### Exercise
Count how many lines in the entries below contain the word "beach". Reply with the number alone.

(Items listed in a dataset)
● ● ● ● ●
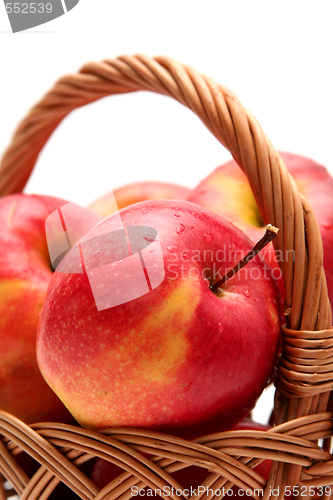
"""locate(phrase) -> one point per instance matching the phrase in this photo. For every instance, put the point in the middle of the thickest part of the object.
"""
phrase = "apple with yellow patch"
(25, 272)
(178, 356)
(226, 191)
(136, 192)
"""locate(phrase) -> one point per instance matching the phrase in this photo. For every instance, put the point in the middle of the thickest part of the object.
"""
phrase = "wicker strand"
(277, 197)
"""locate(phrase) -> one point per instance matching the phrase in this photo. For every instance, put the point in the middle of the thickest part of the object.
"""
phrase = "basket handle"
(277, 196)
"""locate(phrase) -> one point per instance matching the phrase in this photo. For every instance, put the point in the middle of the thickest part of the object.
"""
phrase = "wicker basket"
(304, 375)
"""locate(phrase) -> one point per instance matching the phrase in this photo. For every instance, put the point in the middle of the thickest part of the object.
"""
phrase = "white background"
(276, 56)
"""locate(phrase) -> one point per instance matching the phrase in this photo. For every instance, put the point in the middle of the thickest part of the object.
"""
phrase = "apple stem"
(269, 235)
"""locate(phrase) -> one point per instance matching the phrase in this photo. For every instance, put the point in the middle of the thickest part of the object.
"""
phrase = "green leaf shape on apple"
(178, 356)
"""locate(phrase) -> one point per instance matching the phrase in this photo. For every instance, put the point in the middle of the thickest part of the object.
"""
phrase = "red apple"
(226, 191)
(104, 472)
(136, 192)
(25, 272)
(179, 355)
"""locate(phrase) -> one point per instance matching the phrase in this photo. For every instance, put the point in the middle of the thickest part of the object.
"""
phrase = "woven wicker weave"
(304, 375)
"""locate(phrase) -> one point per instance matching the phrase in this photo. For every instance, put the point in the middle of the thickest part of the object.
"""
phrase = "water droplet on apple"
(180, 229)
(208, 237)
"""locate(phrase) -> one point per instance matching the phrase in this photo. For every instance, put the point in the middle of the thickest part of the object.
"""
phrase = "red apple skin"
(177, 357)
(25, 272)
(136, 192)
(104, 472)
(226, 191)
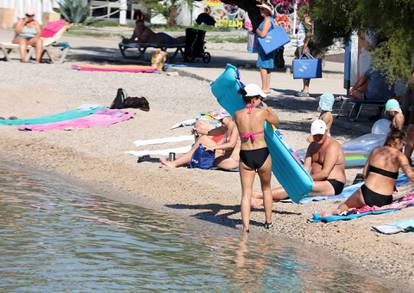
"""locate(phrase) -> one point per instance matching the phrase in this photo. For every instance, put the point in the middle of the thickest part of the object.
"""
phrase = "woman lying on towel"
(143, 34)
(380, 172)
(223, 141)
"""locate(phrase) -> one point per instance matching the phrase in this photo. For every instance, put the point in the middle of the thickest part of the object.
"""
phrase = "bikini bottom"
(254, 159)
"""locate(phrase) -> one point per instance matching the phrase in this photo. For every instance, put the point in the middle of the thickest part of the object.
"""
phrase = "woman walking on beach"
(254, 154)
(380, 172)
(265, 62)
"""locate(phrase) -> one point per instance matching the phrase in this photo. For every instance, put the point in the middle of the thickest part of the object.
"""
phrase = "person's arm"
(308, 160)
(328, 164)
(262, 33)
(405, 166)
(19, 26)
(232, 141)
(271, 116)
(398, 121)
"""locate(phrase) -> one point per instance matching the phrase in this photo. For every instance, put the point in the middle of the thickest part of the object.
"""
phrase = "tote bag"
(307, 67)
(275, 38)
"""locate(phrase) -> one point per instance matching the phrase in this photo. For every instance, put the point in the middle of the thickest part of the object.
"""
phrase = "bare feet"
(167, 163)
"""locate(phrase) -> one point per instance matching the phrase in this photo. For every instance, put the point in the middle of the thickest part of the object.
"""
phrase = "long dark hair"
(394, 135)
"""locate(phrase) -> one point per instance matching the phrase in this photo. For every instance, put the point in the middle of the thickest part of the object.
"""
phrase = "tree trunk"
(250, 7)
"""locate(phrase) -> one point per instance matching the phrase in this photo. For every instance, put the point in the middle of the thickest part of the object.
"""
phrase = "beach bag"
(202, 158)
(275, 38)
(307, 67)
(251, 42)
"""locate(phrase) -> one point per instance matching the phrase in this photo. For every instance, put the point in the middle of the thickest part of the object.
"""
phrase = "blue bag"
(275, 38)
(202, 158)
(309, 67)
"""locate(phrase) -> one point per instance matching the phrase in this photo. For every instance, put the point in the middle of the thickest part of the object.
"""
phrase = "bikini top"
(393, 175)
(251, 135)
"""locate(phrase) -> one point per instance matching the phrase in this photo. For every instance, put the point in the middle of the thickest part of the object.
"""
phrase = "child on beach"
(254, 154)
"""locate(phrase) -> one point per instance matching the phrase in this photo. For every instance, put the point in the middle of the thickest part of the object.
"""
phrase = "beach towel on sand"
(82, 111)
(397, 227)
(115, 68)
(104, 117)
(396, 205)
(349, 190)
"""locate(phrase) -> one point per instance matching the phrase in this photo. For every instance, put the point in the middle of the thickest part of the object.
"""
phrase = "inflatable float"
(285, 166)
(357, 150)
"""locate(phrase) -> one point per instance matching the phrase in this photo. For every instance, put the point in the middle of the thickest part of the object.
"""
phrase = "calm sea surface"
(56, 236)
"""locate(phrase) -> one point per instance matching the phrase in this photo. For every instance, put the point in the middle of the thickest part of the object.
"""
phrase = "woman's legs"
(37, 43)
(247, 179)
(22, 48)
(265, 175)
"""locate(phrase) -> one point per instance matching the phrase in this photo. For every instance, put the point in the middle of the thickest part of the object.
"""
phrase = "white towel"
(164, 140)
(163, 152)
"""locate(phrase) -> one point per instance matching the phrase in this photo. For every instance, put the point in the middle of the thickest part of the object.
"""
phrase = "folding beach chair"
(51, 34)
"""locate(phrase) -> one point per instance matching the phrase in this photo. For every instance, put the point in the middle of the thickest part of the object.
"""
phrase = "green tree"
(391, 20)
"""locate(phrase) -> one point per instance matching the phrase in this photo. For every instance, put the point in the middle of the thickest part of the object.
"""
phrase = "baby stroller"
(194, 45)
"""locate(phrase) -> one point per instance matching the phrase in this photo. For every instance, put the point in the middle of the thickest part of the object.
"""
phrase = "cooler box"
(307, 68)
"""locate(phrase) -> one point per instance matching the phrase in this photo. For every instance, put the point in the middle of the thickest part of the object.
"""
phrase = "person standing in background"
(304, 34)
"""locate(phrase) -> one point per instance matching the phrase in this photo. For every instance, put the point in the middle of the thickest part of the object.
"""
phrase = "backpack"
(202, 158)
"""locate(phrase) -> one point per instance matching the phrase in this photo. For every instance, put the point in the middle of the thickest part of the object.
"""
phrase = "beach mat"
(163, 152)
(394, 228)
(104, 117)
(115, 68)
(396, 205)
(82, 111)
(349, 190)
(144, 142)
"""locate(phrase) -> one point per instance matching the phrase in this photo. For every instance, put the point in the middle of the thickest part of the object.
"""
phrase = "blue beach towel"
(349, 190)
(397, 227)
(68, 115)
(289, 172)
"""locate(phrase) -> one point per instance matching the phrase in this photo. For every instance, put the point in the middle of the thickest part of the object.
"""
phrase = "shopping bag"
(275, 38)
(307, 67)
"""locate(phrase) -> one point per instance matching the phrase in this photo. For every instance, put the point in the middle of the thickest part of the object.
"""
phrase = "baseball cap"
(30, 11)
(318, 127)
(326, 102)
(254, 90)
(392, 105)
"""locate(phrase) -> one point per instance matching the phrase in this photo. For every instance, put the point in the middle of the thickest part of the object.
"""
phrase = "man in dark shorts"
(325, 161)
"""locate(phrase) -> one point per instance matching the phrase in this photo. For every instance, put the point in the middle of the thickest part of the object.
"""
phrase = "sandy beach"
(98, 155)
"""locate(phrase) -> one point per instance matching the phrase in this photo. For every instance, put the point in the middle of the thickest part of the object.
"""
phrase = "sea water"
(56, 236)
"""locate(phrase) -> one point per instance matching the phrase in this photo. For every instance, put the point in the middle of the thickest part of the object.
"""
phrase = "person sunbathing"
(254, 154)
(143, 34)
(224, 141)
(28, 32)
(394, 113)
(325, 161)
(380, 172)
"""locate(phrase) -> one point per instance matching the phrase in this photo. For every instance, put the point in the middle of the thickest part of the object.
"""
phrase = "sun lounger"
(142, 48)
(356, 109)
(51, 34)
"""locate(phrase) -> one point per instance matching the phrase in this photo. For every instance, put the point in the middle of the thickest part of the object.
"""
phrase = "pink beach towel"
(50, 30)
(104, 117)
(115, 68)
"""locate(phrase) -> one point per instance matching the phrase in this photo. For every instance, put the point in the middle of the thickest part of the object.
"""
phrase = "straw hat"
(266, 6)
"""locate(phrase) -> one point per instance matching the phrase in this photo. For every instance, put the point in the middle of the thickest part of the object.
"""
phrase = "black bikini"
(254, 159)
(337, 185)
(373, 198)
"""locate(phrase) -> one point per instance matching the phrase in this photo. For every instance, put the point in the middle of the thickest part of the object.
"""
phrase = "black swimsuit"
(254, 159)
(373, 198)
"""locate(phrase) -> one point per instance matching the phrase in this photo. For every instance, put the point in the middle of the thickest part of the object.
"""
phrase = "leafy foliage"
(74, 11)
(389, 19)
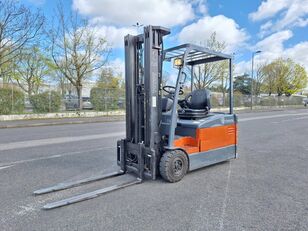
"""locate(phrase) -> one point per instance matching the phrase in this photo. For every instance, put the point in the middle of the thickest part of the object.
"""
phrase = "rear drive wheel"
(173, 165)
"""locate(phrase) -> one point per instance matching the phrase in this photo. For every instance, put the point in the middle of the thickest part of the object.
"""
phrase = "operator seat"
(196, 105)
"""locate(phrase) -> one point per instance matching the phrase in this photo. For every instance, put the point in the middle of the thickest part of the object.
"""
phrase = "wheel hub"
(178, 165)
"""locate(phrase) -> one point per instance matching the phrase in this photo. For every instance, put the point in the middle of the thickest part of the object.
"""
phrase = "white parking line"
(58, 140)
(271, 116)
(10, 164)
(6, 166)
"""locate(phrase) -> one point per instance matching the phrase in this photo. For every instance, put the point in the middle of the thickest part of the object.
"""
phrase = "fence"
(11, 102)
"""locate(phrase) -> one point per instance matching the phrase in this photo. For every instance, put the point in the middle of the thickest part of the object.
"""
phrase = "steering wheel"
(168, 88)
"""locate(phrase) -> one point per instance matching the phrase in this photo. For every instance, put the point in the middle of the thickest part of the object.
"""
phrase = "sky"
(278, 28)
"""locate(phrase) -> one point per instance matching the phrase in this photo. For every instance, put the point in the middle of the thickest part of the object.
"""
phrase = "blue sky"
(278, 28)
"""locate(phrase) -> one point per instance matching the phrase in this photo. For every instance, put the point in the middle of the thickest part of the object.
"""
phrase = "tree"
(284, 76)
(258, 80)
(18, 28)
(209, 73)
(30, 69)
(76, 51)
(242, 84)
(108, 80)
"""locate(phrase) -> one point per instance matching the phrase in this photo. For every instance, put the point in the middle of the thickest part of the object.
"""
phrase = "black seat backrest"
(199, 99)
(166, 104)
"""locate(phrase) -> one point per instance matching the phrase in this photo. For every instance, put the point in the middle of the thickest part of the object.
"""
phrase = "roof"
(196, 54)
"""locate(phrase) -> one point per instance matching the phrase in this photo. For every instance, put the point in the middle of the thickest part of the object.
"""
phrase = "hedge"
(107, 99)
(46, 102)
(6, 97)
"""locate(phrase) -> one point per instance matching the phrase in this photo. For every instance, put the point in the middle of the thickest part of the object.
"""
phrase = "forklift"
(167, 134)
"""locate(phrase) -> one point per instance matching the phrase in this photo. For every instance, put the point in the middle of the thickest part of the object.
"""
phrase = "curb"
(60, 123)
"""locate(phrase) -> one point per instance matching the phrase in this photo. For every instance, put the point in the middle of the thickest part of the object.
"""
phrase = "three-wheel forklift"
(166, 134)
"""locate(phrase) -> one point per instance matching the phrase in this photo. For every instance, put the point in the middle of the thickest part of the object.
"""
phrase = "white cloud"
(290, 13)
(113, 35)
(227, 30)
(37, 2)
(269, 8)
(272, 47)
(128, 12)
(273, 44)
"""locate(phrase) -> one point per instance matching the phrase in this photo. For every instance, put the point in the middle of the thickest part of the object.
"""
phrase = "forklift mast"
(140, 151)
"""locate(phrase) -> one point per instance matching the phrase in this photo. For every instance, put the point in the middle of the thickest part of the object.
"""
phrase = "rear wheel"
(173, 165)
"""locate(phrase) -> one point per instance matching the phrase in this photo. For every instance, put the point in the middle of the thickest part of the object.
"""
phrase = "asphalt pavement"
(264, 189)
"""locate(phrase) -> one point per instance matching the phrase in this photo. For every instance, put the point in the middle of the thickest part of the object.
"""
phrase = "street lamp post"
(251, 85)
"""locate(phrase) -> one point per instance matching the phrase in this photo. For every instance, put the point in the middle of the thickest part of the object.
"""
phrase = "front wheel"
(173, 165)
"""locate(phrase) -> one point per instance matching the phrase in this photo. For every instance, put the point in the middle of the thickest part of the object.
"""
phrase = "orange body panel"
(208, 139)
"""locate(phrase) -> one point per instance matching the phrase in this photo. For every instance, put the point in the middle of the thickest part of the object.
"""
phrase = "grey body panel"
(202, 159)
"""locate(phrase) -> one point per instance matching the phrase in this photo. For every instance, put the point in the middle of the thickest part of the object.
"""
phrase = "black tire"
(173, 165)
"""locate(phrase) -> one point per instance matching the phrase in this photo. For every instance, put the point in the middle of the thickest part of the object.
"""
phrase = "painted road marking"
(61, 140)
(58, 140)
(6, 166)
(271, 116)
(11, 164)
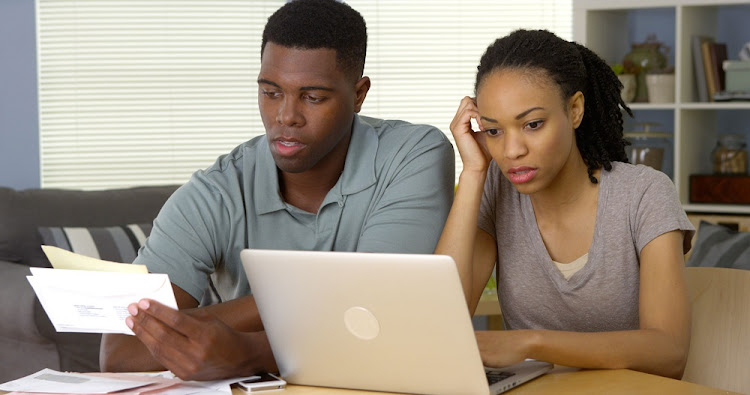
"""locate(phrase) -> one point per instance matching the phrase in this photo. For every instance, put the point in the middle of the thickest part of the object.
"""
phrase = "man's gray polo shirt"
(393, 196)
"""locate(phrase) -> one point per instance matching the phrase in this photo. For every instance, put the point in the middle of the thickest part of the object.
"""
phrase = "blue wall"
(19, 121)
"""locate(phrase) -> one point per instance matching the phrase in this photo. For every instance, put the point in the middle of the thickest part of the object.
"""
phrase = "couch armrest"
(19, 305)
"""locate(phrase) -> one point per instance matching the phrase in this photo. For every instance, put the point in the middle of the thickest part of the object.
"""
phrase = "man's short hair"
(316, 24)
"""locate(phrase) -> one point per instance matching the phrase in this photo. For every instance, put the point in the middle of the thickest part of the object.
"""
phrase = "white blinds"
(423, 55)
(138, 92)
(144, 92)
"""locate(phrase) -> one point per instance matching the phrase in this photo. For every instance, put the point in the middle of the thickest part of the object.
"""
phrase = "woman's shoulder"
(628, 174)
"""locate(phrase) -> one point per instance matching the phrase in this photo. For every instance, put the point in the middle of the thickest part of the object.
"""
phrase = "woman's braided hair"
(573, 68)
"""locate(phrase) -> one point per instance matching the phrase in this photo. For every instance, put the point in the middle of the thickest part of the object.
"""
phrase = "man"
(322, 178)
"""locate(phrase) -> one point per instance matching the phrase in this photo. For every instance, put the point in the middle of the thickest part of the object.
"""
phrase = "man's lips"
(287, 147)
(522, 174)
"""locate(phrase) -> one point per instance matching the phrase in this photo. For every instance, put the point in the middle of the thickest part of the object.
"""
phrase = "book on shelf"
(700, 76)
(707, 70)
(718, 56)
(713, 54)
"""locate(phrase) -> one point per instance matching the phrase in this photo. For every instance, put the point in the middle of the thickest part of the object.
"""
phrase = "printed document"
(95, 301)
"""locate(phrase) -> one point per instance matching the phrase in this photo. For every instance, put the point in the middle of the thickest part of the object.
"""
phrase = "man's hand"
(197, 345)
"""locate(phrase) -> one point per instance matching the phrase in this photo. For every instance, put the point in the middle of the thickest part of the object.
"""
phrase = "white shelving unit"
(606, 28)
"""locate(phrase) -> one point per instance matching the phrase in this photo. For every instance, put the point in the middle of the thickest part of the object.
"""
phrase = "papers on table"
(95, 301)
(54, 382)
(48, 381)
(64, 259)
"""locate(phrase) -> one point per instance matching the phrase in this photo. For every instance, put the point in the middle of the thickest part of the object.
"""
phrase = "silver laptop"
(383, 322)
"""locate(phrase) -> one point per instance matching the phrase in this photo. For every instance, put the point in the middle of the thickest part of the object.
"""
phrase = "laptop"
(372, 321)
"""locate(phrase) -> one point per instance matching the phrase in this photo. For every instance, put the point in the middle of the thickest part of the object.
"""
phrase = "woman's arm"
(473, 249)
(660, 346)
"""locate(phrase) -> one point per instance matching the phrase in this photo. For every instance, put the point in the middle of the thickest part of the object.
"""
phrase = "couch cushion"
(113, 243)
(719, 246)
(23, 212)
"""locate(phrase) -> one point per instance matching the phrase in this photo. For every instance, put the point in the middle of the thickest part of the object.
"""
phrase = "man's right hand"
(213, 342)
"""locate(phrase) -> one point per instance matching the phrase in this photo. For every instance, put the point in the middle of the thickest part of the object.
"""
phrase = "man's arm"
(411, 210)
(212, 342)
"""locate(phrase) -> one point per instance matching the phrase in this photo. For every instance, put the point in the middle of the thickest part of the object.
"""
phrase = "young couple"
(588, 248)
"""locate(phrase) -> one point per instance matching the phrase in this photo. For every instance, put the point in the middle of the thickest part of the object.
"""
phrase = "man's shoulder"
(232, 161)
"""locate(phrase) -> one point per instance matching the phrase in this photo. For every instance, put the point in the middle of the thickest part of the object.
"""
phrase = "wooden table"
(564, 380)
(561, 380)
(490, 307)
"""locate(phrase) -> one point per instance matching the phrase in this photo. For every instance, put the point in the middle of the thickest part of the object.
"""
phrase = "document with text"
(96, 302)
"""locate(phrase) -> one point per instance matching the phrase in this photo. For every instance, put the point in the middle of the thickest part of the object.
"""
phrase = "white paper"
(93, 301)
(64, 259)
(51, 381)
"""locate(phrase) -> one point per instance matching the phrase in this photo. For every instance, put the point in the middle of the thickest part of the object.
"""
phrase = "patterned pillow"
(114, 243)
(719, 246)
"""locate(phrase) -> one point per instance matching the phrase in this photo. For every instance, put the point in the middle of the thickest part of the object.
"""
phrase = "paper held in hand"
(94, 295)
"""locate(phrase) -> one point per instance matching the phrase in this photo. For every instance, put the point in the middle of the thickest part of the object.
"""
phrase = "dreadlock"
(573, 68)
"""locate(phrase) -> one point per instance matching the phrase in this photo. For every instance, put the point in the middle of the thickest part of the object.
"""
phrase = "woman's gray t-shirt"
(636, 204)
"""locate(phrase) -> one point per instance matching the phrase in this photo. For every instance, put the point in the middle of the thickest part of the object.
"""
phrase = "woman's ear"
(575, 109)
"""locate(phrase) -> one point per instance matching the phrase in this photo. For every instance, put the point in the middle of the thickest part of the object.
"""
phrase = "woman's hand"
(503, 348)
(471, 144)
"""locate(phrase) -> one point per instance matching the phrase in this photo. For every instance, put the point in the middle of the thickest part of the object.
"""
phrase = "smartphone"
(262, 382)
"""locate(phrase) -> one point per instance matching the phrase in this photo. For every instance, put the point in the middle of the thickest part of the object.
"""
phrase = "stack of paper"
(83, 294)
(51, 382)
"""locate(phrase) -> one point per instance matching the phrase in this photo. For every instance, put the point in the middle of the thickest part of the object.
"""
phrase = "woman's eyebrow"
(519, 116)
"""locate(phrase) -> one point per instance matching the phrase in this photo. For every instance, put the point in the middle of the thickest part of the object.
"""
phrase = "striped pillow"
(114, 243)
(719, 246)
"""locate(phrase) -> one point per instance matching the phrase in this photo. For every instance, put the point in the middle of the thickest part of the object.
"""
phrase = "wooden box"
(734, 189)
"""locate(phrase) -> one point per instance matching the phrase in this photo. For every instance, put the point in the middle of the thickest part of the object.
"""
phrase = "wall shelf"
(609, 28)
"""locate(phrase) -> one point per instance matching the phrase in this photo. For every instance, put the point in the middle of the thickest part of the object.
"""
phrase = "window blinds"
(144, 92)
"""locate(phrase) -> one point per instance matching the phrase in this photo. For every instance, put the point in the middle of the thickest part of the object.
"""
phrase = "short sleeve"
(658, 210)
(185, 240)
(410, 211)
(488, 206)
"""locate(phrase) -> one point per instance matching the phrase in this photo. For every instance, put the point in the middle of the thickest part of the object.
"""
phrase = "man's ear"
(576, 107)
(361, 89)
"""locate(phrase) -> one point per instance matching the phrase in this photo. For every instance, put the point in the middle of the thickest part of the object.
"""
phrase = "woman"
(589, 248)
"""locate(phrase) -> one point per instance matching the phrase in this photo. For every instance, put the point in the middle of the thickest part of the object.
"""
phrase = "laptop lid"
(385, 322)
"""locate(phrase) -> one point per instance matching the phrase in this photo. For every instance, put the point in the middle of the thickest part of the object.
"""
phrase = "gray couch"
(28, 342)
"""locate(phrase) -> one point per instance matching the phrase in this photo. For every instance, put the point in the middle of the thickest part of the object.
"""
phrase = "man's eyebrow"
(304, 88)
(267, 82)
(316, 88)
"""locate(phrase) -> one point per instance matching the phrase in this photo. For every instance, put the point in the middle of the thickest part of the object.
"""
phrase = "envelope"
(95, 301)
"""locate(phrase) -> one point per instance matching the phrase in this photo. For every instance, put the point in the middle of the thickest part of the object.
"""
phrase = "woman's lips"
(520, 175)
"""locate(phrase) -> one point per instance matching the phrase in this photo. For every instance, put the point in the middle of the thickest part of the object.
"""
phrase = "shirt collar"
(358, 174)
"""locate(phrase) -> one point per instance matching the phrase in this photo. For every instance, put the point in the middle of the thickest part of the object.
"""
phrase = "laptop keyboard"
(494, 376)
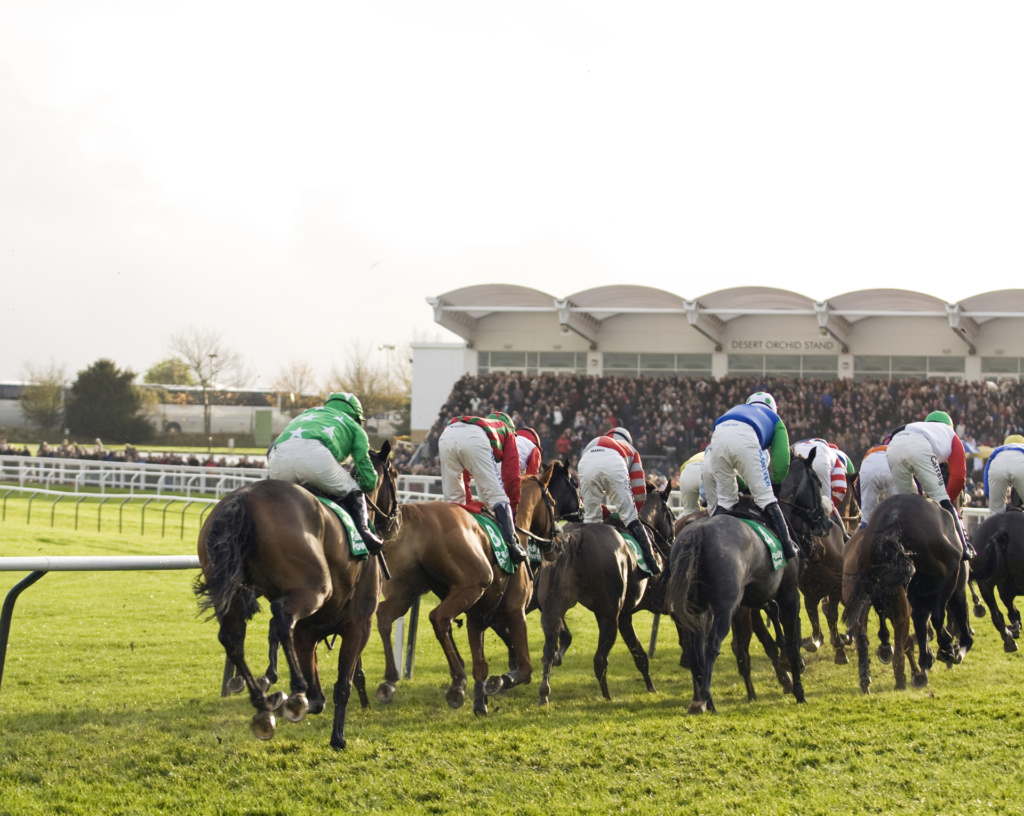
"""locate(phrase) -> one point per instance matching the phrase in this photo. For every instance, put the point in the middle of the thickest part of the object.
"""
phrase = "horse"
● ● ● ● ●
### Solution to the problem
9